RECORDS:

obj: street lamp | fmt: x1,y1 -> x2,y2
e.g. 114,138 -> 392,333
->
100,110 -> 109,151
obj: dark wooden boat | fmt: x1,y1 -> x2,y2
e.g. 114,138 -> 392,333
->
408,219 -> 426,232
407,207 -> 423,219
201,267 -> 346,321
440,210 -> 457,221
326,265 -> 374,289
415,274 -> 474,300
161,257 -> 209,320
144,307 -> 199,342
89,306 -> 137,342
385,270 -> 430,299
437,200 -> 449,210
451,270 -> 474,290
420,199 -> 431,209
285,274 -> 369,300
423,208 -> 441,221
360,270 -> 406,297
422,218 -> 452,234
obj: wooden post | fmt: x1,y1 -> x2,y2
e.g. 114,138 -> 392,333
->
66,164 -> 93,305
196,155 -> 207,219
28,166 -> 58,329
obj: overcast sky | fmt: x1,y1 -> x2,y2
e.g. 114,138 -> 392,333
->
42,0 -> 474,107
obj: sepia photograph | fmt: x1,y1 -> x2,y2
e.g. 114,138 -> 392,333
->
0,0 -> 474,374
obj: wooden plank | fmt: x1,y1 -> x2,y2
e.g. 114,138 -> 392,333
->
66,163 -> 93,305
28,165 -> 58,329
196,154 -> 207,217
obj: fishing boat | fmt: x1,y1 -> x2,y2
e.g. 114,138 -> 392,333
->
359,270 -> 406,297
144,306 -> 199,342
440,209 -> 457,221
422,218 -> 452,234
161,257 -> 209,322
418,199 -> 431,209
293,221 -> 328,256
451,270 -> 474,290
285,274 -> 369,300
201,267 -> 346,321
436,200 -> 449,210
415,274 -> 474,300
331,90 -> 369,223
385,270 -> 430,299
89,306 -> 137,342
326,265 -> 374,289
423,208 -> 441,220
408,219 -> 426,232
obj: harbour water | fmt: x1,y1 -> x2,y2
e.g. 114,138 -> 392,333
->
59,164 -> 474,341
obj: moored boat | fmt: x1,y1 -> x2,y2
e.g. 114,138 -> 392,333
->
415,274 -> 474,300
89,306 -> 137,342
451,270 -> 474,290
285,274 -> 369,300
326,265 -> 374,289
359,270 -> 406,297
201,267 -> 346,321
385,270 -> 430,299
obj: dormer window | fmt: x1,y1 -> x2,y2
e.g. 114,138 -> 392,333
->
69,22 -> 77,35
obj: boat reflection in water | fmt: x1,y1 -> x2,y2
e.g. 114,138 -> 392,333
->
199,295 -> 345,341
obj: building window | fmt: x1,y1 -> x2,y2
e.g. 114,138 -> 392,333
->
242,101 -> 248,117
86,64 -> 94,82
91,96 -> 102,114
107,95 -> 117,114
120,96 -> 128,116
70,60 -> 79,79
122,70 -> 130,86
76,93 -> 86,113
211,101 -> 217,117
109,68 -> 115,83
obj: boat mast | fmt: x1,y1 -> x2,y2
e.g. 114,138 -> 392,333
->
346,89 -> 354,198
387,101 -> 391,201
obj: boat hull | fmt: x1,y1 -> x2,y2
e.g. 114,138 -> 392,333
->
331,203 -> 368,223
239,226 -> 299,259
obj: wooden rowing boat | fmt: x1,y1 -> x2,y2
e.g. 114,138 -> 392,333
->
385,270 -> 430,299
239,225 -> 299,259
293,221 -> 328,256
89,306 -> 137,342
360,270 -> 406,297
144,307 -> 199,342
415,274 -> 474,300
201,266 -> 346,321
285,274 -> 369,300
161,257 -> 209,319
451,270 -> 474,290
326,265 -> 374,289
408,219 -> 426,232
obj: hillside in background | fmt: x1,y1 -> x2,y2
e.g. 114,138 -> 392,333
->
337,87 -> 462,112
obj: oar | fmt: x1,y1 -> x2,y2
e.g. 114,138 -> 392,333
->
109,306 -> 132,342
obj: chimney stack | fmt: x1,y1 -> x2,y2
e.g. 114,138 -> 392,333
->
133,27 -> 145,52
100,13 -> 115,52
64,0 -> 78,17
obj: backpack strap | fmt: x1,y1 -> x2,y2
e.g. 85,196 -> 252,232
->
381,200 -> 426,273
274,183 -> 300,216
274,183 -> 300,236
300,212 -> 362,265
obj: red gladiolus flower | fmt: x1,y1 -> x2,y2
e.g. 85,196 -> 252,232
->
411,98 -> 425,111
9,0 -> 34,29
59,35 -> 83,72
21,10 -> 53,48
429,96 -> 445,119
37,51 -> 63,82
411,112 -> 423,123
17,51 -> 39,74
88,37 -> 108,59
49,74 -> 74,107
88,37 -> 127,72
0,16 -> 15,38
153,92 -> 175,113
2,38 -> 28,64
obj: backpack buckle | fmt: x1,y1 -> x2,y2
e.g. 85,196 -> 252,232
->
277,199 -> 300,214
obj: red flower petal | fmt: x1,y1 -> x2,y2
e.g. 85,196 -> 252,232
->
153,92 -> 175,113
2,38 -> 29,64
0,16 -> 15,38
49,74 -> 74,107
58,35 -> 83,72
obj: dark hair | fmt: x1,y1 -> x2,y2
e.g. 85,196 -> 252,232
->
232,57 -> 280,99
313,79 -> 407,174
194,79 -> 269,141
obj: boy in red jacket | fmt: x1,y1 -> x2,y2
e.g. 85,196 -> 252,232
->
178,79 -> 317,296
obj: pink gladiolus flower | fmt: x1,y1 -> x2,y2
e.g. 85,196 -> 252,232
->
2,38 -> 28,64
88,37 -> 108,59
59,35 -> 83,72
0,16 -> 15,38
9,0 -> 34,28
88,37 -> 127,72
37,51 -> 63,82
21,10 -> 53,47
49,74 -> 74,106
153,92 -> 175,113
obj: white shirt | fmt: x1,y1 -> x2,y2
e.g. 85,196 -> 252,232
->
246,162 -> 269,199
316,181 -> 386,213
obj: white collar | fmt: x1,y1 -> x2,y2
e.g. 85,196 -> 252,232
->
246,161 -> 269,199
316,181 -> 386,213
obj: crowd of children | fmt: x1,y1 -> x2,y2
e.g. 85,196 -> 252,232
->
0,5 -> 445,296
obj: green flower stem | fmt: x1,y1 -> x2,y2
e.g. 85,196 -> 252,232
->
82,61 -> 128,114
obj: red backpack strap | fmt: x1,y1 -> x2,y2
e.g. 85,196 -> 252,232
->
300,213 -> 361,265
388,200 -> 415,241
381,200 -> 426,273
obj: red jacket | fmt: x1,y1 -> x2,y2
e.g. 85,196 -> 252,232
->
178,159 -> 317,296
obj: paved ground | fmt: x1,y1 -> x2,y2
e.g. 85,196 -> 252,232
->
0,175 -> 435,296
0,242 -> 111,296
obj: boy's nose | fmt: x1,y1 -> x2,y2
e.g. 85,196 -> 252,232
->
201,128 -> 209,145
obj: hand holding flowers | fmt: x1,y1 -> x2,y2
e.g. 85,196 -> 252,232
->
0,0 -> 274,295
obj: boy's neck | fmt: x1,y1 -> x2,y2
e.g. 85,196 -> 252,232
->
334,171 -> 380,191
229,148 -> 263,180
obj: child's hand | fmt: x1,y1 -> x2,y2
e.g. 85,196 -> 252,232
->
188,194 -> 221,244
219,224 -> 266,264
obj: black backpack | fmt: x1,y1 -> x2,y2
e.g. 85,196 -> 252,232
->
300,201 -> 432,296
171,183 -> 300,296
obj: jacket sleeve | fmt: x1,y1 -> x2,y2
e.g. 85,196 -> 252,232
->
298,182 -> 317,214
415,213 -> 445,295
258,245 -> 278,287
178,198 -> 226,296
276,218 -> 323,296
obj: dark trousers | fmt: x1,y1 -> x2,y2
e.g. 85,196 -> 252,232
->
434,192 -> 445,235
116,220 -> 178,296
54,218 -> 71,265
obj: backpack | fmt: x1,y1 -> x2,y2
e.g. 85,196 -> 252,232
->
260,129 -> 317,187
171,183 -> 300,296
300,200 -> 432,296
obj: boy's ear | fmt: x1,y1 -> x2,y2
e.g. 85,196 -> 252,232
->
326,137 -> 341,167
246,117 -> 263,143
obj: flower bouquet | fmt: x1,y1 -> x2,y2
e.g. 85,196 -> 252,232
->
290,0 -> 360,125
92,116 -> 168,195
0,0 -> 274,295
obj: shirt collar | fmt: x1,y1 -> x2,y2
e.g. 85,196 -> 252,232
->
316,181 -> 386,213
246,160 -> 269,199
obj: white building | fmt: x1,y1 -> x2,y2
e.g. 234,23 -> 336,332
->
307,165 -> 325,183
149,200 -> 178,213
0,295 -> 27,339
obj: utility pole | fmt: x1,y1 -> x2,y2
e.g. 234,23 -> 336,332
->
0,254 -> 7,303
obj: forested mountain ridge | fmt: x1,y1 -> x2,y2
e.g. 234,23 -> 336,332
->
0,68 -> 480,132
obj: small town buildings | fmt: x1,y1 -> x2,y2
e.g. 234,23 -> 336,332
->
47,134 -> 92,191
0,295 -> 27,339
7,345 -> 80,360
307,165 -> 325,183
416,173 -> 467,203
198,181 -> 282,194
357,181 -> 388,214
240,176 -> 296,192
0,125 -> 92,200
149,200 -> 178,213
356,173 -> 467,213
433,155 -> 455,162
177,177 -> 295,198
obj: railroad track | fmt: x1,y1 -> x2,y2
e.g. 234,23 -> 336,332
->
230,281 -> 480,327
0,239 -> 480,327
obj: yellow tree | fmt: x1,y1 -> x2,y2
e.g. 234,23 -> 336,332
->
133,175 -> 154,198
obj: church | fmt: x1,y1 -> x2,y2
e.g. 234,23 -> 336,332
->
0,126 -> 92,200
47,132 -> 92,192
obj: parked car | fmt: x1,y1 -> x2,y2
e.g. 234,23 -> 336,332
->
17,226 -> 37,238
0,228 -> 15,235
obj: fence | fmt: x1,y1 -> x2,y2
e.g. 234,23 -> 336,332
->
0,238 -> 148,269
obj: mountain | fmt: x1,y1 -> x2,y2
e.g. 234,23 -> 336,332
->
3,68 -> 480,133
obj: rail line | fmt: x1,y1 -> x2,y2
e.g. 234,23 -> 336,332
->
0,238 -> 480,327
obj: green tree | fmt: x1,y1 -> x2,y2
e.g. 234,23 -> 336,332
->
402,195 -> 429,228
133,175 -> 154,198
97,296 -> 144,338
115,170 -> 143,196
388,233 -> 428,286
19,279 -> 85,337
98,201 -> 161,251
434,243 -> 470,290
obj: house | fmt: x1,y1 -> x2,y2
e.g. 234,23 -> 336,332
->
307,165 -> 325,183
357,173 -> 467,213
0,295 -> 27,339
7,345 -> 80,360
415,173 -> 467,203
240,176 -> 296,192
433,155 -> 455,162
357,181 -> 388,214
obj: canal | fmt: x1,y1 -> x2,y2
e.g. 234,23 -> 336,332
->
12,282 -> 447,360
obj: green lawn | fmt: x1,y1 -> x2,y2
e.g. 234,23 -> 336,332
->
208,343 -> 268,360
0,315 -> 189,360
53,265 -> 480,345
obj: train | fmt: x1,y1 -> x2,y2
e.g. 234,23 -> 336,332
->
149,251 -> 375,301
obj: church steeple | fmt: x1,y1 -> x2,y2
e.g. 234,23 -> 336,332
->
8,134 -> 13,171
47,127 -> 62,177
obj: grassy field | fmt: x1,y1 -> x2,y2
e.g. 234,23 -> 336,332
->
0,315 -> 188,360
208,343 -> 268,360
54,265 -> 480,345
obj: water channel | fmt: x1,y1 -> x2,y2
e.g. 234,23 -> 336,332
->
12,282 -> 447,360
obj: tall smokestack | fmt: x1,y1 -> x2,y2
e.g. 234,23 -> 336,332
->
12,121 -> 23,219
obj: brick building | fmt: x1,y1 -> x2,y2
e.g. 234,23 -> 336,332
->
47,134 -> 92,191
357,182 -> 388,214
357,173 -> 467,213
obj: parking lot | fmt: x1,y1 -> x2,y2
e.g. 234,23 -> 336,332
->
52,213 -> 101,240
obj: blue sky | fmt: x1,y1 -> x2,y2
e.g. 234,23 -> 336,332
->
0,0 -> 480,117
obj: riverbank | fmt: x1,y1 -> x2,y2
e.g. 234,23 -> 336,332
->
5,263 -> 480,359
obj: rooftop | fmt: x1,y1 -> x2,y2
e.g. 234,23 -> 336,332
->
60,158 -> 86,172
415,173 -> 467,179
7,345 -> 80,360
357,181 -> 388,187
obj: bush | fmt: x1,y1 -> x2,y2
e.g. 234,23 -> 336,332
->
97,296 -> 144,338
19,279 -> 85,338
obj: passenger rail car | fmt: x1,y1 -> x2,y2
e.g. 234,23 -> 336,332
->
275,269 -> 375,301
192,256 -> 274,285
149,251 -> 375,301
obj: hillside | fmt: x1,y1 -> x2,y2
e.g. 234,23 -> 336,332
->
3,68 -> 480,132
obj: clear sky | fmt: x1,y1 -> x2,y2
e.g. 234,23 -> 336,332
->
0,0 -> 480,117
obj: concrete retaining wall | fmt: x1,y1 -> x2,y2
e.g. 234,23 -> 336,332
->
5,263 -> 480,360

AIM OF THE TASK: Collect every line of the entries that contains the string "church", treating uppercase and lowercase letters as distinct.

TASK OUTPUT:
obj: church | fmt: x1,y1 -> x2,y2
obj: church steeple | fmt: x1,y1 -> x2,y2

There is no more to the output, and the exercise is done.